# WORK REQUIRED:
Please copy every line of the following records word for word, leaving out the pictures.

# MATERIAL FOR THIS EXERCISE:
########################################

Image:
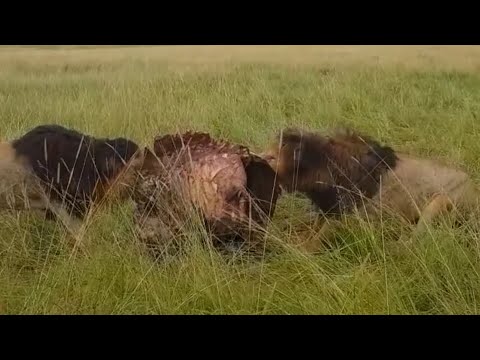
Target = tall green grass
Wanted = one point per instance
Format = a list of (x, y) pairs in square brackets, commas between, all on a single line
[(432, 113)]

########################################

# CORRECT RESPONSE:
Image:
Target = tall green grass
Wanted = one point per instance
Format = a list of (x, y) pairs in square brackets, commas between, all on a single line
[(432, 113)]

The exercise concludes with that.